**GIVEN PASSAGE:**

Segment Open

This volume focuses on how, in Europe, the debate on the commons is discussed in regard to historical and contemporary dimensions, critically referencing the work of Elinor Ostrom. It also explores from the perspective of new institutional political ecology (NIPE) how Europe directly and indirectly affected and affects the commons globally. Most of the research on the management of commons pool resources is limited to dealing with one of two topics: either the interaction between local participatory governance and development of institutions for commons management, or a political- economy approach that focuses on global change as it is related to the increasingly globalised expansion of capitalist modes of production, consumption and societal reproduction. This volume bridges the two, addressing how global players affect the commons worldwide and how they relate to responses emerging from within the commons in a global- local (glocal) world. Authors from a range of academic disciplines present research findings on recent developments on the commons, including: historical insights; new innovations for participatory institutions building in Europe or several types of commons grabbing, especially in Africa related to European investments; and restrictions on the management of commons at the international level. European case studies are included, providing interesting examples of local participation in commons resource management, while simultaneously showing Europe as a centre for globalized capitalism and its norms and values, affecting the rest of the world, particularly developing countries. This book will be of interest to students and researchers from a wide range of disciplines including natural resource management, environmental governance, political geography and environmental history.

Segment Closed

**DATA SHOWN:**
Segment Open

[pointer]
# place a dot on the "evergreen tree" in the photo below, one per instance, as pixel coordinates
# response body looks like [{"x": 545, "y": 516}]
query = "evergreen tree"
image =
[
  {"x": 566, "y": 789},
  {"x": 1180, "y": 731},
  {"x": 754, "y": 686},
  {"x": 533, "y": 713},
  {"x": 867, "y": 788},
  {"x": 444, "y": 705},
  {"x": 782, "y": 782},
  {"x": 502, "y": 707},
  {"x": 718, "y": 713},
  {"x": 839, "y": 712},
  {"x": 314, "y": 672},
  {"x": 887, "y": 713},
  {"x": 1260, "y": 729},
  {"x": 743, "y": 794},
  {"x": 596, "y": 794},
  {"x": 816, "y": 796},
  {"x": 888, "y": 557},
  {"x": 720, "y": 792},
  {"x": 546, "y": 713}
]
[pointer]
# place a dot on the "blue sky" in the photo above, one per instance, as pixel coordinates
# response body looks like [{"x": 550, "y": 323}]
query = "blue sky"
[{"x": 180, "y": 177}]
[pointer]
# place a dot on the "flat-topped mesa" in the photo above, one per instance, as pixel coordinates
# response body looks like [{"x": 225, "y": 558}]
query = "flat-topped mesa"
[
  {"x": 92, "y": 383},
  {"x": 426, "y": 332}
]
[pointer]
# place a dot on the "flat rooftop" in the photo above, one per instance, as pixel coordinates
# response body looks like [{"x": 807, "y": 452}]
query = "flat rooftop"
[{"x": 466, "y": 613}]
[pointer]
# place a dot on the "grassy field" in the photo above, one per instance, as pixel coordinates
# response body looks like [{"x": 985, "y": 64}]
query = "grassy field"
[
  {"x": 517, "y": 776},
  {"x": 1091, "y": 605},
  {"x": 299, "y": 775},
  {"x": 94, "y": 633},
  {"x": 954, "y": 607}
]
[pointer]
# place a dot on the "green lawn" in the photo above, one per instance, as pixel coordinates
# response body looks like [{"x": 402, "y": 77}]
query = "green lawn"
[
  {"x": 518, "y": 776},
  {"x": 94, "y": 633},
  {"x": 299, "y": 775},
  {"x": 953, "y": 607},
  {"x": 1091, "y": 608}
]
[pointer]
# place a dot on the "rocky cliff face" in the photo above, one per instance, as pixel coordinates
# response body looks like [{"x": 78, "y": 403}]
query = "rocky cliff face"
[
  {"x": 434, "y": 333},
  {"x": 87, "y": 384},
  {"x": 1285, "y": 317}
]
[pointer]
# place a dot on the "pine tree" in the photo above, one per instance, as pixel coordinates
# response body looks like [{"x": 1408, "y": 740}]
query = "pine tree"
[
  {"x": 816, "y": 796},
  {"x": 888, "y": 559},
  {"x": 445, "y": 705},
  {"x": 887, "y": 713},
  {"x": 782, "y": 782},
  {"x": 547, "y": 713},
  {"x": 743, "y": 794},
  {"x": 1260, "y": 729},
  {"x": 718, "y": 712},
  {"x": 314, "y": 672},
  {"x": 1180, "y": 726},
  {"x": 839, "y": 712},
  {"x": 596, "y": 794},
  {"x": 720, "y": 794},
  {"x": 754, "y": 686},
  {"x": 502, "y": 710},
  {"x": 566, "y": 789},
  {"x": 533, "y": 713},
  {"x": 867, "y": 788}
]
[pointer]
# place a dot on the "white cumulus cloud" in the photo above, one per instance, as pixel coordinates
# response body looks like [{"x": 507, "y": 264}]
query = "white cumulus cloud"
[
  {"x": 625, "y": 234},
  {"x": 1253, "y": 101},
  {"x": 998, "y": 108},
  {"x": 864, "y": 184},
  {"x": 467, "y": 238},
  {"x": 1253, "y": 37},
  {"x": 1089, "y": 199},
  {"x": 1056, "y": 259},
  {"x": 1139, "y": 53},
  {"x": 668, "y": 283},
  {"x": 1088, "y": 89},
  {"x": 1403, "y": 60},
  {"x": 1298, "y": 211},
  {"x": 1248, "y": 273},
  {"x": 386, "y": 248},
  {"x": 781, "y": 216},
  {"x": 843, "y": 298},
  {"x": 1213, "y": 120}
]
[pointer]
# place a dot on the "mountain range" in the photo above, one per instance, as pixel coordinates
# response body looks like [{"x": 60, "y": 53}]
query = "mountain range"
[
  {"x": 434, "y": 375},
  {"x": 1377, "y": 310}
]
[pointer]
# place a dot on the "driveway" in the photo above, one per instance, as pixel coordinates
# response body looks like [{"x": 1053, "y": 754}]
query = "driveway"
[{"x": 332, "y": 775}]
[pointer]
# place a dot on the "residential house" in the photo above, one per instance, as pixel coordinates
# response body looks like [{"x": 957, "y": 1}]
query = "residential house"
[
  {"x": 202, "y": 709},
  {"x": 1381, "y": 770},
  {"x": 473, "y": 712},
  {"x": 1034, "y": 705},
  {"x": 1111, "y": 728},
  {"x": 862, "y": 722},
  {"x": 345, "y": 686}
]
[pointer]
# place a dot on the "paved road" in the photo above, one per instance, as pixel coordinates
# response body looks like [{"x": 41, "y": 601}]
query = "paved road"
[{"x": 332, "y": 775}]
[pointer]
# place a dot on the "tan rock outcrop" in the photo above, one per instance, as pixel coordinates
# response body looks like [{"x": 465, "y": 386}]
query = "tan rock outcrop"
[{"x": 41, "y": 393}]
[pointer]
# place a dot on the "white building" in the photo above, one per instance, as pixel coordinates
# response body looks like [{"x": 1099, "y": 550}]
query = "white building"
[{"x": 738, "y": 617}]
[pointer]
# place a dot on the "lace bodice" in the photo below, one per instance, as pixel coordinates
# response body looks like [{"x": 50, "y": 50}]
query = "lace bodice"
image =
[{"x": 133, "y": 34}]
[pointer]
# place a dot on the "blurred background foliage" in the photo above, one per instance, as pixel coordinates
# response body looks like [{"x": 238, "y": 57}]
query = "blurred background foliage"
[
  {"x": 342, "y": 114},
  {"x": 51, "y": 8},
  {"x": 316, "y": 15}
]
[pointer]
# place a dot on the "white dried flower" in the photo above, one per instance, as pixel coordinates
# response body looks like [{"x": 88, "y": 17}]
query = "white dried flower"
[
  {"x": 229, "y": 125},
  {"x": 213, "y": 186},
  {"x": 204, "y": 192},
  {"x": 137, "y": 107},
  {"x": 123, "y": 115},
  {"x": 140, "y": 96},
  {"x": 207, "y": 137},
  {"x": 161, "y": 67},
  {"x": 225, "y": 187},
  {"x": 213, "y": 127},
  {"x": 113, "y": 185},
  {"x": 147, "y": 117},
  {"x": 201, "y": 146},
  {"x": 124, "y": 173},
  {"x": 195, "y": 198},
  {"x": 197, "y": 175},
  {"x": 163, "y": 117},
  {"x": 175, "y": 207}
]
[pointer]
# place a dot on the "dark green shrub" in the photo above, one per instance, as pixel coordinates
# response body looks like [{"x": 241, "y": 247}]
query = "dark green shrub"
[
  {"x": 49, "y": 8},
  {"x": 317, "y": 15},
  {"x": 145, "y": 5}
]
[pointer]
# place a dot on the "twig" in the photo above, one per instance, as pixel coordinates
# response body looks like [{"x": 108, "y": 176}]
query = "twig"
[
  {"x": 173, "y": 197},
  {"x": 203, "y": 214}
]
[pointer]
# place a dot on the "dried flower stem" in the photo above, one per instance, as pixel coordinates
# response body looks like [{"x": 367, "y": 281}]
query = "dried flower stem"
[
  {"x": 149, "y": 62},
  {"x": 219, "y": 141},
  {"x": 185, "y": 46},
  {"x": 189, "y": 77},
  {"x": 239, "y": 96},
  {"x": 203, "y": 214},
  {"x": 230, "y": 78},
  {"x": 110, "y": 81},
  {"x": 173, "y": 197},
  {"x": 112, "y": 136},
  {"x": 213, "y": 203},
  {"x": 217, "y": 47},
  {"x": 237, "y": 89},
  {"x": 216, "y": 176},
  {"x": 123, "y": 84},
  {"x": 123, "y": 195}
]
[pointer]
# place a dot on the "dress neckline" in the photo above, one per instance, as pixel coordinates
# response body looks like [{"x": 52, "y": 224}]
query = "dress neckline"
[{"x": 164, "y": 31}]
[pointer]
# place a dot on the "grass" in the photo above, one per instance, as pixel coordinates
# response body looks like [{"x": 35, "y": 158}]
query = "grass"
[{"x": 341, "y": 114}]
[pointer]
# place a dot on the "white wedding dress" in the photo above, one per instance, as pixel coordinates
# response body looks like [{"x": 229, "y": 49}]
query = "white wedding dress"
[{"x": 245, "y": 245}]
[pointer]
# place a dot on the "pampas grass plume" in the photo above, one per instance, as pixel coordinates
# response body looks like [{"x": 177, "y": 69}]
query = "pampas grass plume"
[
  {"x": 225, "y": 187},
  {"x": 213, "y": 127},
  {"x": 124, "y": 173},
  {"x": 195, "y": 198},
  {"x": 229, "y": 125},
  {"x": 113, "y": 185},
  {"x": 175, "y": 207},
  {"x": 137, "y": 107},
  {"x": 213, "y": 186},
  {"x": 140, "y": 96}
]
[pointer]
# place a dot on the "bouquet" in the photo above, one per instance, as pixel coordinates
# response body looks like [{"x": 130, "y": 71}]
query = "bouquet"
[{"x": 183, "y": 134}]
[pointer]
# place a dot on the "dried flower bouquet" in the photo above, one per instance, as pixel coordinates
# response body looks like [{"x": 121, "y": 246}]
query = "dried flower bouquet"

Segment Closed

**AIM OF THE TASK:** According to the book description, from what perspective does the volume explore how Europe has affected the commons globally? Answer using only the book description.

**COMPLETED TASK:** New institutional political ecology (NIPE).